What to work on
From the entries below, copy every line holding the word "ball".

Stored records:
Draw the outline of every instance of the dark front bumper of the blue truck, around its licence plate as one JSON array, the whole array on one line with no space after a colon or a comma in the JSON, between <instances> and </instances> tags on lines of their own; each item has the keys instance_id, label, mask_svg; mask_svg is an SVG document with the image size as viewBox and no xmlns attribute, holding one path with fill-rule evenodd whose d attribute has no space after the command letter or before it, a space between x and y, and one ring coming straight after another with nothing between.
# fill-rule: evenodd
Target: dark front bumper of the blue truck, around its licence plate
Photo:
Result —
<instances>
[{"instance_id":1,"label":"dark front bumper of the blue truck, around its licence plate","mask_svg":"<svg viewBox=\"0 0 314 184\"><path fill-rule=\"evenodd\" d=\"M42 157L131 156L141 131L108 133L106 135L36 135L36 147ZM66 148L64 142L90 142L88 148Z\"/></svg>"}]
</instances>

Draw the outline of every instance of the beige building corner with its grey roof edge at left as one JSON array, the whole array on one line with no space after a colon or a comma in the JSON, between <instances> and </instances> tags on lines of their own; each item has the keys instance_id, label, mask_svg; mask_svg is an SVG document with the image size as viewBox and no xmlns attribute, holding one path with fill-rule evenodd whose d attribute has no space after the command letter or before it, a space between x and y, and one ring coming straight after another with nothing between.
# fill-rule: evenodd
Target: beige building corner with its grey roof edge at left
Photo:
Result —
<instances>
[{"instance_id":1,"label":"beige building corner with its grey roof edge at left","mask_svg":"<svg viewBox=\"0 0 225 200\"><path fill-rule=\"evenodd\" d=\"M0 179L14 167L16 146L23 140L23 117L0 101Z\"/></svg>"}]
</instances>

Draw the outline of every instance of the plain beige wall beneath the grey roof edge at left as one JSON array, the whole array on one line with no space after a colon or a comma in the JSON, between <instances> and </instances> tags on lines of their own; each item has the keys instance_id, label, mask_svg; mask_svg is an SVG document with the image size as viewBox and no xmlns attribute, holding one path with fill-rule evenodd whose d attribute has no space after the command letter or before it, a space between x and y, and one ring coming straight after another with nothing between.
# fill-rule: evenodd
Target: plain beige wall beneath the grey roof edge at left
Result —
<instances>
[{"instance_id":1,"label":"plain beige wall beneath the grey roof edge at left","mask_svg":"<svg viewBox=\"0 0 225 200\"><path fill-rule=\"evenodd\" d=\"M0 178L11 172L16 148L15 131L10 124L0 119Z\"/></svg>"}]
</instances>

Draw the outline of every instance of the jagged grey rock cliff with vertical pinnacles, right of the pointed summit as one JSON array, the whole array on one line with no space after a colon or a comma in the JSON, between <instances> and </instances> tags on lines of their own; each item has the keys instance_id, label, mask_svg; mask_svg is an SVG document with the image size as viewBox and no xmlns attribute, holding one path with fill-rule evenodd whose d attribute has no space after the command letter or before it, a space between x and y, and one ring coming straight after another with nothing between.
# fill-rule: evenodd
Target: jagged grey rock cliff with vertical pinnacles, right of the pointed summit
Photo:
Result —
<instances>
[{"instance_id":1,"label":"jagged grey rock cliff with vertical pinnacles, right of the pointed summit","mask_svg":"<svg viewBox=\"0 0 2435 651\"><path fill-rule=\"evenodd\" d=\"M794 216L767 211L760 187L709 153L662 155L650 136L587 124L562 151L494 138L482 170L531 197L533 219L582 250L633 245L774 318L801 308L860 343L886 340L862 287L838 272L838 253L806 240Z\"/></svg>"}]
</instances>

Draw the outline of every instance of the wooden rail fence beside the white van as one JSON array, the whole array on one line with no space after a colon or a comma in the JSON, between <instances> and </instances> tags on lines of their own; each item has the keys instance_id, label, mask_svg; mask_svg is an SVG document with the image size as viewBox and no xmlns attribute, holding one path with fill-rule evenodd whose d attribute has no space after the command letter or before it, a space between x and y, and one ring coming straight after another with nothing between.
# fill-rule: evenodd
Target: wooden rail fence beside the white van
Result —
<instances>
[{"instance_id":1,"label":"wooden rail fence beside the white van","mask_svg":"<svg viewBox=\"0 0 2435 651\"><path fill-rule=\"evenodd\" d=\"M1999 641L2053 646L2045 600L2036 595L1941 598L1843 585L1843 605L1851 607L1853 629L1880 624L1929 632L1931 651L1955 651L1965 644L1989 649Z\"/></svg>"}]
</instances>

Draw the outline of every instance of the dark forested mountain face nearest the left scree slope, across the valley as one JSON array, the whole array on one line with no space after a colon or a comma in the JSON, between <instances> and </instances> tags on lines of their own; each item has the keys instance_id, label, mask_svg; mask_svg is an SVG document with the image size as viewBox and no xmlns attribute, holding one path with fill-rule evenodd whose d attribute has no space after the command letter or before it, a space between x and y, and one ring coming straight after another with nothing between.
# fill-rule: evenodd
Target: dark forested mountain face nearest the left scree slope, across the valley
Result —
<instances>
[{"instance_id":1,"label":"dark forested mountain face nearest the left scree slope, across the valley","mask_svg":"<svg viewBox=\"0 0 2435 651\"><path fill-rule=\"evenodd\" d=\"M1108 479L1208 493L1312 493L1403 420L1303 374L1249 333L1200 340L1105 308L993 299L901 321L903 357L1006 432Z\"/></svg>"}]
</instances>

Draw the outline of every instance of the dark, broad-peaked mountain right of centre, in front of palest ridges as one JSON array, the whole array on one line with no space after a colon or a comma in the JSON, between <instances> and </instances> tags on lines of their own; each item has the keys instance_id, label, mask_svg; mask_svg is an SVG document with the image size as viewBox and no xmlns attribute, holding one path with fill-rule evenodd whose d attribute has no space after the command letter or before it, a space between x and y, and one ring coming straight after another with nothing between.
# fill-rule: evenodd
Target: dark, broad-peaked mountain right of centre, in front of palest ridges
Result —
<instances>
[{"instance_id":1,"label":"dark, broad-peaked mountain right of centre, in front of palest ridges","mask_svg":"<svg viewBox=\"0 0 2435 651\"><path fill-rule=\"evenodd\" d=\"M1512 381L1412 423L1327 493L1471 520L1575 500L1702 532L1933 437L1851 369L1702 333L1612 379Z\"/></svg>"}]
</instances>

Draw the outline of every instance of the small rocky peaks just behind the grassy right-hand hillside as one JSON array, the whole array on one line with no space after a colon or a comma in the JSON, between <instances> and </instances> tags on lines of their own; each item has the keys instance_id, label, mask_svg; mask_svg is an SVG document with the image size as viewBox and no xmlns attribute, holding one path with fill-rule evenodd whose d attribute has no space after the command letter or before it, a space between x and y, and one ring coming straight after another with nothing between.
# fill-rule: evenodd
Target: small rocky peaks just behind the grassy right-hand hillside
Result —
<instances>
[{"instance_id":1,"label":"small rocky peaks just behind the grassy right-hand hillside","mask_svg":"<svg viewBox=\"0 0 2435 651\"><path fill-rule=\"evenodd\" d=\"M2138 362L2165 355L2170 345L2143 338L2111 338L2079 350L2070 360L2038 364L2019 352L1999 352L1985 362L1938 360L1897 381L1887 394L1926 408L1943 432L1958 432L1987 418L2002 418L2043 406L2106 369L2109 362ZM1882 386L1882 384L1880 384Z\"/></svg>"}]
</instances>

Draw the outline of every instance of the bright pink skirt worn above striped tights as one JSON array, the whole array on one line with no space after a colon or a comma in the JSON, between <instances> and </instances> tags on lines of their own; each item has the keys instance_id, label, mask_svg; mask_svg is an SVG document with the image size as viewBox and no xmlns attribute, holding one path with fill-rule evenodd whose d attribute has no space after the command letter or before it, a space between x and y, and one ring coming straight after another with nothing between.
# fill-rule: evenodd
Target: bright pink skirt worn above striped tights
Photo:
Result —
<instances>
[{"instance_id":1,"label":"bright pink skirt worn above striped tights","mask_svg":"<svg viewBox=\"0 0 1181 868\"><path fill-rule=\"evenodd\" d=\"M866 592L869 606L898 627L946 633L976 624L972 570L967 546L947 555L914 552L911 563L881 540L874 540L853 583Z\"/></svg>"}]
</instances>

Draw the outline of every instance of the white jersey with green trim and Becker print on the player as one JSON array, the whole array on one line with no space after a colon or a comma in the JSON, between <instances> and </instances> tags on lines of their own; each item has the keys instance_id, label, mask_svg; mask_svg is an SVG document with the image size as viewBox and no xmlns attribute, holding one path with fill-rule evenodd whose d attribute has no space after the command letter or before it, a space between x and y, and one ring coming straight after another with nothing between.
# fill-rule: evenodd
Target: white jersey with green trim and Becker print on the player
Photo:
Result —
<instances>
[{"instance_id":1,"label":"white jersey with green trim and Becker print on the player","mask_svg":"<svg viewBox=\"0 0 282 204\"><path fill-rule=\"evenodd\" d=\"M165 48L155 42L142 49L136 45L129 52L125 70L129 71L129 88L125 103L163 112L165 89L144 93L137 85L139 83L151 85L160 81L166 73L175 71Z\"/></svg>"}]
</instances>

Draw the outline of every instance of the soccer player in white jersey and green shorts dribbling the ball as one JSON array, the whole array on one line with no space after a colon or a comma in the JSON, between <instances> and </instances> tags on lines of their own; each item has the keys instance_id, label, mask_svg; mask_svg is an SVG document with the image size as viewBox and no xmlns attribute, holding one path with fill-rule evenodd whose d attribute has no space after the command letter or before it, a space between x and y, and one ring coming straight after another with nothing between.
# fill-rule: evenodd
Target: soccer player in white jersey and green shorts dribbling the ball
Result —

Output below
Draw the outline of every instance of the soccer player in white jersey and green shorts dribbling the ball as one JSON array, the whole array on one line with no space after a colon or a comma in the JSON, between <instances> and </instances> tags on lines of their own; each item has the keys instance_id, label, mask_svg; mask_svg is an SVG document with the image size as viewBox and no xmlns attribute, holding one path with fill-rule evenodd whose d attribute has no space after the command letter or before it, a space between x and y, and one ring coming straight after another with nothing between.
Target: soccer player in white jersey and green shorts dribbling the ball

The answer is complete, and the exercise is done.